= WHAT THIS TASK INVOLVES =
Rewrite the lines of the entries below as a Markdown table with a Row column giving each line's number and a Text column giving the line itself, omitting blank lines.

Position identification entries
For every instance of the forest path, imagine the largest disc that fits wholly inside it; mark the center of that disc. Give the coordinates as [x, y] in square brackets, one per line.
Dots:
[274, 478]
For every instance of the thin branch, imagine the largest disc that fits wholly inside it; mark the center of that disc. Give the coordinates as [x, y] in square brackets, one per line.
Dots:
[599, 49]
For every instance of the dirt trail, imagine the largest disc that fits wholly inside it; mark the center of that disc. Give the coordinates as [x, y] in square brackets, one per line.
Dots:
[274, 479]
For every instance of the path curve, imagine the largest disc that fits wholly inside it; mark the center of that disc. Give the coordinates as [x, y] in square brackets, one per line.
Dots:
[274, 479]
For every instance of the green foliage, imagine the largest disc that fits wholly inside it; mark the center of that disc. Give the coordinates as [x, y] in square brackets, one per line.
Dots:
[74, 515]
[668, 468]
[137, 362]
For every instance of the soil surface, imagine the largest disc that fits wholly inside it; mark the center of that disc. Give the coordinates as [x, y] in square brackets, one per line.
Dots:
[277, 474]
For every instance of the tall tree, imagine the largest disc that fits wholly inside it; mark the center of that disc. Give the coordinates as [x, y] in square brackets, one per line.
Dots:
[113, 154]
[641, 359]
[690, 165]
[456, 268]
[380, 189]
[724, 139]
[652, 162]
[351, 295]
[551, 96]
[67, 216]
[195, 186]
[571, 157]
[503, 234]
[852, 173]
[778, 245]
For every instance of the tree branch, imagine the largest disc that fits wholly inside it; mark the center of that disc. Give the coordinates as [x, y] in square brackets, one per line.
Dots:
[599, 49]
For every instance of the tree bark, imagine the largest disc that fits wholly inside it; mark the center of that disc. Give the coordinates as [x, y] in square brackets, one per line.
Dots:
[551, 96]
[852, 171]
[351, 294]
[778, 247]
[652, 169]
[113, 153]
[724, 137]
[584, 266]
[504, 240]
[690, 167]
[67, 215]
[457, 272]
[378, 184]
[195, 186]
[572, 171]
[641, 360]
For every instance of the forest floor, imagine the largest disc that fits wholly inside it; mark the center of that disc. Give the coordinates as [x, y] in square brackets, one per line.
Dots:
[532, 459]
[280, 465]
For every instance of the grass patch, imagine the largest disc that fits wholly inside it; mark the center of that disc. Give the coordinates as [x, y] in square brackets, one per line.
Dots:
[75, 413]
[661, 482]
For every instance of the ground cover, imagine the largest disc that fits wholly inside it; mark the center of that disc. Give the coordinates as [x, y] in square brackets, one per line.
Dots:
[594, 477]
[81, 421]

= TASK ANSWER =
| Row | Text |
|---|---|
| 1 | For every instance of the forest path, imagine the largest disc that fits wholly inside it; mark the center of that disc. Give the coordinates as [x, y] in square brackets, one per line. |
| 2 | Dots: |
| 3 | [274, 478] |
| 4 | For every instance of the thin branch, imagine the largest disc that fits wholly inside it; mark the center of that disc. Give the coordinates as [x, y] in square brackets, one per line. |
| 5 | Dots: |
| 6 | [599, 49] |
| 7 | For every instance of the dirt trail, imagine the largest disc that fits wholly inside it; mark the center of that disc. Give the coordinates as [x, y] in square brackets, one per line. |
| 8 | Dots: |
| 9 | [274, 479] |
| 10 | For every instance of the path curve, imagine the largest disc that fits wholly inside it; mark the center of that disc. Give the coordinates as [x, y] in square brackets, one per line. |
| 11 | Dots: |
| 12 | [274, 479] |
| 13 | For every instance of the green foliage, imagine the largest disc that fits wholly inside it; mark the center of that disc. Give the coordinates as [x, y] in square brackets, one per line. |
| 14 | Dots: |
| 15 | [74, 515] |
| 16 | [668, 468] |
| 17 | [137, 362] |
| 18 | For every instance of the soil surface, imagine the largest disc that fits wholly inside it; mark the center of that disc. Give the coordinates as [x, y] in square brackets, one per line. |
| 19 | Dots: |
| 20 | [277, 474] |
| 21 | For every instance of the tall tree, imagine the largest disc that fits wholly inside it; mark the center of that disc. Give the coordinates as [x, y] in square brackets, one per line. |
| 22 | Dots: |
| 23 | [113, 154] |
| 24 | [641, 359] |
| 25 | [690, 165] |
| 26 | [456, 268] |
| 27 | [380, 189] |
| 28 | [724, 139] |
| 29 | [652, 162] |
| 30 | [351, 295] |
| 31 | [551, 96] |
| 32 | [67, 216] |
| 33 | [195, 186] |
| 34 | [571, 157] |
| 35 | [503, 234] |
| 36 | [852, 173] |
| 37 | [778, 245] |
| 38 | For every instance of the tree branch, imagine the largest disc that fits wholly inside it; mark the center of that disc. Give the coordinates as [x, y] in square brackets, one per line. |
| 39 | Dots: |
| 40 | [599, 49] |
| 41 | For every instance of the tree bark, imagine the largest disc that fits wholly inside it; mark the center of that disc. Give the coordinates as [x, y] in square brackets, one per line. |
| 42 | Dots: |
| 43 | [551, 96] |
| 44 | [852, 171] |
| 45 | [351, 294] |
| 46 | [778, 247] |
| 47 | [652, 169] |
| 48 | [113, 153] |
| 49 | [724, 137] |
| 50 | [584, 266] |
| 51 | [504, 240] |
| 52 | [690, 167] |
| 53 | [67, 215] |
| 54 | [457, 272] |
| 55 | [378, 184] |
| 56 | [195, 186] |
| 57 | [572, 171] |
| 58 | [641, 360] |
| 59 | For every instance of the forest floor, imagine the largest disc that fits wholly inside it; mark the center of that disc. Give the coordinates as [x, y] in square brackets, one per line. |
| 60 | Dots: |
| 61 | [532, 459] |
| 62 | [280, 465] |
| 63 | For every instance of the grass patch, imagine the largest disc that fits wholly inside it; mark the center of that disc. Give the coordinates as [x, y] in square brackets, one per line. |
| 64 | Dots: |
| 65 | [75, 413] |
| 66 | [661, 482] |
| 67 | For every instance of the ground cover, imagine the largest disc that fits wholly inside it; mark the center of that disc. Give the coordinates as [x, y] in square brackets, one per line. |
| 68 | Dots: |
| 69 | [594, 477] |
| 70 | [81, 421] |